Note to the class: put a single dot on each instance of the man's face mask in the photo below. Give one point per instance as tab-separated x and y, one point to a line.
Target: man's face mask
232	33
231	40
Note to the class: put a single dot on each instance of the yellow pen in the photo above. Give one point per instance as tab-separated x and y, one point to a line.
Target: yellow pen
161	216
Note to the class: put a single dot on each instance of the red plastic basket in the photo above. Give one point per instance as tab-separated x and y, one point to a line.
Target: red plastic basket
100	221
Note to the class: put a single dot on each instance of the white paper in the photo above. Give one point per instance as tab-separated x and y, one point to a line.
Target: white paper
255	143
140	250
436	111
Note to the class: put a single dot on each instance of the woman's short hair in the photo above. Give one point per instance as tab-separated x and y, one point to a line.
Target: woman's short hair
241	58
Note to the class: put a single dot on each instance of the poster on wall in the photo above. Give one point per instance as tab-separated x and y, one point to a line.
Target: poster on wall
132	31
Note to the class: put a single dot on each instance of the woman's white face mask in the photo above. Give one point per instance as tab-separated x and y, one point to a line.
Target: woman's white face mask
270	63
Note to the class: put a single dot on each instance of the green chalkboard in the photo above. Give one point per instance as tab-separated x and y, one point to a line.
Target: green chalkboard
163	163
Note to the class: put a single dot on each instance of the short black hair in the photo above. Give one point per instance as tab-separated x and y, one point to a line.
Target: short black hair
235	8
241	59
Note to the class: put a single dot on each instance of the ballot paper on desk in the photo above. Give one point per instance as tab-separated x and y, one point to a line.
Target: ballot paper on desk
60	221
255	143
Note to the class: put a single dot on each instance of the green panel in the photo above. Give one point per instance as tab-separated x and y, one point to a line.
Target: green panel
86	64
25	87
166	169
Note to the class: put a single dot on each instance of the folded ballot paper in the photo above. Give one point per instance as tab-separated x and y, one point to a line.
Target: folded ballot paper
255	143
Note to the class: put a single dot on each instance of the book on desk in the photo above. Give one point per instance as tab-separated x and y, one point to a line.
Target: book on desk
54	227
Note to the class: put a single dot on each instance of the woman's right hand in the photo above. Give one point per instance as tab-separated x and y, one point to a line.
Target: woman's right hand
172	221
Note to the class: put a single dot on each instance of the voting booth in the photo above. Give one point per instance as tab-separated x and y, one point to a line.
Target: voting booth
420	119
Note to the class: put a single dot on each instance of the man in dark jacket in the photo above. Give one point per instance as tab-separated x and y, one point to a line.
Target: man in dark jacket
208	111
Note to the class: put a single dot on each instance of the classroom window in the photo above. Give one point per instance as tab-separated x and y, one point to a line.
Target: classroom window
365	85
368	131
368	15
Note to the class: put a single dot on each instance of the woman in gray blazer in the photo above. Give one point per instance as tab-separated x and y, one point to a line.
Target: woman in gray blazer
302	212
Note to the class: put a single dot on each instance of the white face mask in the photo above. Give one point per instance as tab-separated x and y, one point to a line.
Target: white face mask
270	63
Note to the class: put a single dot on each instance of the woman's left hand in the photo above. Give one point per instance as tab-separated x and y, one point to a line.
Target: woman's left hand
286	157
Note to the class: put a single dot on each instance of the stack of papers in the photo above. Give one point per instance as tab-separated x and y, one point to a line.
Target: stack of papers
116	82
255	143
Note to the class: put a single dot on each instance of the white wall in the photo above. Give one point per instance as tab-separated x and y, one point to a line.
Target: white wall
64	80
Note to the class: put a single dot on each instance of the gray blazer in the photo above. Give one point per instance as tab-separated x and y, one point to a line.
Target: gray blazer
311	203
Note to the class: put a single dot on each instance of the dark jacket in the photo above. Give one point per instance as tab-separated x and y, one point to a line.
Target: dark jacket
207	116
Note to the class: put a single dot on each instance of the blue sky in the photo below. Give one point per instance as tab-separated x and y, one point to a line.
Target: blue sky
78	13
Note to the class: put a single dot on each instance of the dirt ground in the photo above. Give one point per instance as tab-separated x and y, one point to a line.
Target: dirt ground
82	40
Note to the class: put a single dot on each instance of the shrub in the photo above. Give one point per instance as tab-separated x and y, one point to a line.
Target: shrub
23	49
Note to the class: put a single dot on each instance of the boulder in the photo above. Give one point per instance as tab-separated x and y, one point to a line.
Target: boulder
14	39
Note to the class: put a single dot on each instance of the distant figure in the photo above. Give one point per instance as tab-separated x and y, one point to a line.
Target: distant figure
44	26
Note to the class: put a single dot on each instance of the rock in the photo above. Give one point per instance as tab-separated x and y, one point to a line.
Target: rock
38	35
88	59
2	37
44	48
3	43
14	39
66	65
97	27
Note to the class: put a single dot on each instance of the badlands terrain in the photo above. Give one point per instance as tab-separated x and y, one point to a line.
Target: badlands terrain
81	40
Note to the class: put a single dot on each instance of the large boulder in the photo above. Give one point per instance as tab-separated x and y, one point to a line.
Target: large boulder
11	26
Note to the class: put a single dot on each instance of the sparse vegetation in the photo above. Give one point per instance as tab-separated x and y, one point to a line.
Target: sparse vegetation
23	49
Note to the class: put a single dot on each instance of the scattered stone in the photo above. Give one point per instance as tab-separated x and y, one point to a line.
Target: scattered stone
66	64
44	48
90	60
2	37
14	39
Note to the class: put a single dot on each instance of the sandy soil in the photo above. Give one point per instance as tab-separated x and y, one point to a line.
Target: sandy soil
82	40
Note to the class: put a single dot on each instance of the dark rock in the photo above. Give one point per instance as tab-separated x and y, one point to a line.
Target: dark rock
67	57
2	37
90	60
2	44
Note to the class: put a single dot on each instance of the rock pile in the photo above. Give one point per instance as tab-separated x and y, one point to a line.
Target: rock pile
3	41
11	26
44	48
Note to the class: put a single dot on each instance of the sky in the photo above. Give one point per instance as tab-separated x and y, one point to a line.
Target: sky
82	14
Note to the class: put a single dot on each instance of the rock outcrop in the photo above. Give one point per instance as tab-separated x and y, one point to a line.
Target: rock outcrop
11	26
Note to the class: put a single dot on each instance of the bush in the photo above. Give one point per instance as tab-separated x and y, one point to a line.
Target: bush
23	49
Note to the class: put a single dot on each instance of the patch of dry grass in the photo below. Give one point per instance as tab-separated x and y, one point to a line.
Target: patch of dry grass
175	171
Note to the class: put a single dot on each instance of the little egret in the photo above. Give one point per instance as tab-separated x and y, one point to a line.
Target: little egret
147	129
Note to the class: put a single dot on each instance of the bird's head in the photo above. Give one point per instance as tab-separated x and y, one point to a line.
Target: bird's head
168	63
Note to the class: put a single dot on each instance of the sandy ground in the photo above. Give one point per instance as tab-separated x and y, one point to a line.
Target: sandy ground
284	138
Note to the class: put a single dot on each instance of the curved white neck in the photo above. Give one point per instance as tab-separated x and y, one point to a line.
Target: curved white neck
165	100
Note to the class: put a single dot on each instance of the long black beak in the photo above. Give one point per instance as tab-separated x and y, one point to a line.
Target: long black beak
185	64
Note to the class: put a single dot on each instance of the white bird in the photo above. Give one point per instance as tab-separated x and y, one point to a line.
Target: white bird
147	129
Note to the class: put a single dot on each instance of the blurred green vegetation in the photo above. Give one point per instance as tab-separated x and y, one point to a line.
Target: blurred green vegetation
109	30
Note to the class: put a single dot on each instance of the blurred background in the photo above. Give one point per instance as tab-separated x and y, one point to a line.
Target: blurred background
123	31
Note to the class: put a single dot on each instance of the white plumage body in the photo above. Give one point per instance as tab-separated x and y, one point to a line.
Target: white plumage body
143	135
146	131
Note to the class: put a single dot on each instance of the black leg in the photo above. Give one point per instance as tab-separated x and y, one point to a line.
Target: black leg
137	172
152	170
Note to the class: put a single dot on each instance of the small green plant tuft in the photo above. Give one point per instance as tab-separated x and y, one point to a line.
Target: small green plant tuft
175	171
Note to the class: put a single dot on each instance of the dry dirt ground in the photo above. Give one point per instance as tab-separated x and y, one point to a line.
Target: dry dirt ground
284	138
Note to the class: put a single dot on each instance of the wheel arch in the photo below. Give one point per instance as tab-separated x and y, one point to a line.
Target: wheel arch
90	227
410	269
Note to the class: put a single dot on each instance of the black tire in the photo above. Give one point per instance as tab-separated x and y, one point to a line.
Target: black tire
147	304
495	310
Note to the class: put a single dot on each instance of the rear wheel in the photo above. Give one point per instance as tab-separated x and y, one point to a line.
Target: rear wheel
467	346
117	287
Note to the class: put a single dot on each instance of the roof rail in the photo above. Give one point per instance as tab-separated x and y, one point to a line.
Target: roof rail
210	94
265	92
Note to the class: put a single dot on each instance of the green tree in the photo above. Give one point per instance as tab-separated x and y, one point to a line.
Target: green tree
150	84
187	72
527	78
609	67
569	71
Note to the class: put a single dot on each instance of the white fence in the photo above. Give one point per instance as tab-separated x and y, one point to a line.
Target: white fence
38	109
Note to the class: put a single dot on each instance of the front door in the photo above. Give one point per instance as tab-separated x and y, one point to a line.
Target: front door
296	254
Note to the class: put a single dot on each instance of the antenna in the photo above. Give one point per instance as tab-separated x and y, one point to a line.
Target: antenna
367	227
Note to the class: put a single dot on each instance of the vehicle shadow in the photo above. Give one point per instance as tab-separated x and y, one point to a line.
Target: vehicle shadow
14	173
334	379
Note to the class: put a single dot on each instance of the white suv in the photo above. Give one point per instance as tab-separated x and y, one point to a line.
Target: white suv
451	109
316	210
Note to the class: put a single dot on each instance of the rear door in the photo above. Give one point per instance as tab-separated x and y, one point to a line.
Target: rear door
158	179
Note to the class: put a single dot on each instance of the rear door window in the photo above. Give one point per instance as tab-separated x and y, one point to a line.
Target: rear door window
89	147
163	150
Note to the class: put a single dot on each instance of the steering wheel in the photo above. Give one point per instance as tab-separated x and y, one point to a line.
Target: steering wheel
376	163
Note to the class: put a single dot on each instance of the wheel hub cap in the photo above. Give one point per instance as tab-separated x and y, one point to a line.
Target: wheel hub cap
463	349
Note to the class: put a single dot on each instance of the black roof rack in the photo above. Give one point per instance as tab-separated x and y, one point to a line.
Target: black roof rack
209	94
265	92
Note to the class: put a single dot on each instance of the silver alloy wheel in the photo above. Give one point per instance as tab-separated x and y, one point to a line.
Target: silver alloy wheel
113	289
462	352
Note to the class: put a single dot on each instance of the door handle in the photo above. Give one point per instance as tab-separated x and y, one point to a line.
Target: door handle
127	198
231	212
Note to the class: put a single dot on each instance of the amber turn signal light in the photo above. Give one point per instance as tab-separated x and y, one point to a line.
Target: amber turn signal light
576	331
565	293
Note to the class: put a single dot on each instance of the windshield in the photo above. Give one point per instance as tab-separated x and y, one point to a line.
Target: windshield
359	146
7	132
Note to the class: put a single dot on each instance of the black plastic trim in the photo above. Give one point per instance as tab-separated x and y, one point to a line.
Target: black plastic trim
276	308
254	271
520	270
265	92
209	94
--------------------------------------------------
=== Exercise instructions ===
The reply should consist solely of the lines above from the one that has "Target: long black beak" through the one that has "the white plumage", reproduced exactly.

=== Solution below ===
Target: long black beak
185	64
Note to the class: put a single dot on each instance of the white bird in the photo above. Give one point per instance as tab-separated x and y, one point to a line.
Target: white bird
147	129
Note to the class: put a single dot on each instance of the blurred green vegetation in the photo above. Give one point per instance as tab-separated x and y, one point to a line.
Target: blurred green vegetation
109	30
Note to the class: put a single dot on each instance of the blurred background in the photo above. Give one point per instance as tab-separated x and y, one point to a line.
Target: blurred background
123	31
Note to the class: put a single dot on each instance of the white plumage body in the photo above. Give one point per instance as tab-separated x and y, one point to a line.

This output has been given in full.